>> start SUPPLIED PASSAGE

Too good to be true.....Maybe I'd better stop giving slingshots away. You get what you pay for.


----------



## VAshooter

JR,

I'll agree that "you get what you pay for " is true when you are buying something you want.

However if someone takes the time to teach you something and, not only that, but gives you the equipment you need to continue on with the endeavor, I feel you have gotten a true gift. The only thing better than receiving a gift is recognizing the fact.


----------



## Jolly Roger

I had a welding shot cut slingshot frames out of 1/4" flat steel and 1/4" aluminum. Cost me $12.50 each. I got 10 slingshots for the price of one custom job....yet this is a custom frame. Just need to polish and band them up. If you have not used your PayPal change yet, I can send you one of the blanks.


----------



## erniepc1

You can't go wrong with a Scout from Simple Shots. Save up and put your mind at ease with a proven good product to start with. Just my 2 cents. lol.


----------



## birdmove

I have one of these:

https://www.amazon.com/dp/B015WSQ85A/ref=cm_cr_ryp_prd_ttl_sol_0

And one of these:

https://www.amazon.com/gp/product/B000JU4354/ref=oh_aui_search_detailpage?ie=UTF8&psc=1

I bought these a few years ago, and the prices have gone up a bit.

For portability, the Trumark. But, it looks like the Black Widow agrees with me a bit better. Some greedy nincompoop on Amazon has Trumark replacement band sets at like $60!! They should run like under $5. Super easy to replace. I like the pouches better on the Trumark band sets, as some pouches tend crack, but not the Trumarks.


----------



## 3danman

Also check out the "For Sale by Individuals" subforum. Lots of good deals on second hand frames there for a discounted price as long as you don't mind a little wear and tear.


----------



## stevekt

This frame is available on eBay for less than $4.00 US. It is frame only. It came with green plastic scales but I removed them. It has pretty wide forks and is very comfortable to hold but I would not recommend it for heavy bands/ammo.


----------

>> end SUPPLIED PASSAGE
>> start GIVEN RECORDS

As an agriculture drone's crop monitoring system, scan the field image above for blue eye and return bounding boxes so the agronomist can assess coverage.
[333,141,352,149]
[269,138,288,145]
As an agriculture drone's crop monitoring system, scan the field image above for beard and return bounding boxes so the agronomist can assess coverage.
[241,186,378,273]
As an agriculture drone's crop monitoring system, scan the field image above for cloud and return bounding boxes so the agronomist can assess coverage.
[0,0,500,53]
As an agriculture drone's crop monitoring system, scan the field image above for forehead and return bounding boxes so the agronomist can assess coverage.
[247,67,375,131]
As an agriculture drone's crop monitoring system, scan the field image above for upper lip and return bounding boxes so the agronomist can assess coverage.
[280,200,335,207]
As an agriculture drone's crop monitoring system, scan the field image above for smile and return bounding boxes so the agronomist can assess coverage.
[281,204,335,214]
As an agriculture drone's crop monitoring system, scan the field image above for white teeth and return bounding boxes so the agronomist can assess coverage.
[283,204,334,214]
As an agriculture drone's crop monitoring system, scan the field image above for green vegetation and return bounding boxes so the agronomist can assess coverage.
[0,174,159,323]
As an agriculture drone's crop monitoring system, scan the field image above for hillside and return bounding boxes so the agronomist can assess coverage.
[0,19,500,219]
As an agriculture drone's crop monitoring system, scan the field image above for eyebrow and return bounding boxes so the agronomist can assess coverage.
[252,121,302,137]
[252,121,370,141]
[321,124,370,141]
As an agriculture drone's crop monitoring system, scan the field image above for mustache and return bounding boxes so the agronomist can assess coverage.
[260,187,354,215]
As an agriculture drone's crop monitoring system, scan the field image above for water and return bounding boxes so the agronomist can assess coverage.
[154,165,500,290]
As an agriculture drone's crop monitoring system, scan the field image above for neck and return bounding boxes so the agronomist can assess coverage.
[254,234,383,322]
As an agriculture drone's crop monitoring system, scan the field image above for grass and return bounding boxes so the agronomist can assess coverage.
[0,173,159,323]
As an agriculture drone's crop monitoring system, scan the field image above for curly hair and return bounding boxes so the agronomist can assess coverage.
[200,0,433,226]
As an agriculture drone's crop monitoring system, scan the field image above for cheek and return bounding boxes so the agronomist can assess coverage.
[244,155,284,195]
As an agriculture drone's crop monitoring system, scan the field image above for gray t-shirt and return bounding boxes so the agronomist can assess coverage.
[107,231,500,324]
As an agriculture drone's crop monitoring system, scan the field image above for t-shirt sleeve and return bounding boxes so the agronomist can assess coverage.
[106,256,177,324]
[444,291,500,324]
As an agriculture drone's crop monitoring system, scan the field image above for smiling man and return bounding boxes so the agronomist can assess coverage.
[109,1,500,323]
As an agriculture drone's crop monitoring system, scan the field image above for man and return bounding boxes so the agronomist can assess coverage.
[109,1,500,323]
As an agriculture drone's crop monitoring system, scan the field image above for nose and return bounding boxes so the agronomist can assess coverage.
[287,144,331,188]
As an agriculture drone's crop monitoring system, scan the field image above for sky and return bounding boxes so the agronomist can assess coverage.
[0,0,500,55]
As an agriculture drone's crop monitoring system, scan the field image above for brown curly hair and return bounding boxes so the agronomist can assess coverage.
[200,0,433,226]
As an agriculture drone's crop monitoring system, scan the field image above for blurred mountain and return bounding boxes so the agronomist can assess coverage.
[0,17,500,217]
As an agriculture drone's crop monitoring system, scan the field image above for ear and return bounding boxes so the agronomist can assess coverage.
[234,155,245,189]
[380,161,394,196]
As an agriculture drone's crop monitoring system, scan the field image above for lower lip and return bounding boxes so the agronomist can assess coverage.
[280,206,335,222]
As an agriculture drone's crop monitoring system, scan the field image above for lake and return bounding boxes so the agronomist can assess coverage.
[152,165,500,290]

>> end GIVEN RECORDS

## PROBLEM SET
• a. From the slingshot thread, extract the part that opens with the words containing "Too good to" and closes with "recognizing the fact.".
• b. In the slingshot thread, what did each frame cut from 1/4" flat steel and 1/4" aluminum cost?

## OUTPUTS BY TASK
• a.
Too good to be true.....Maybe I'd better stop giving slingshots away. You get what you pay for.


----------



## VAshooter

JR,

I'll agree that "you get what you pay for " is true when you are buying something you want.

However if someone takes the time to teach you something and, not only that, but gives you the equipment you need to continue on with the endeavor, I feel you have gotten a true gift. The only thing better than receiving a gift is recognizing the fact.

• b. $12.50 each.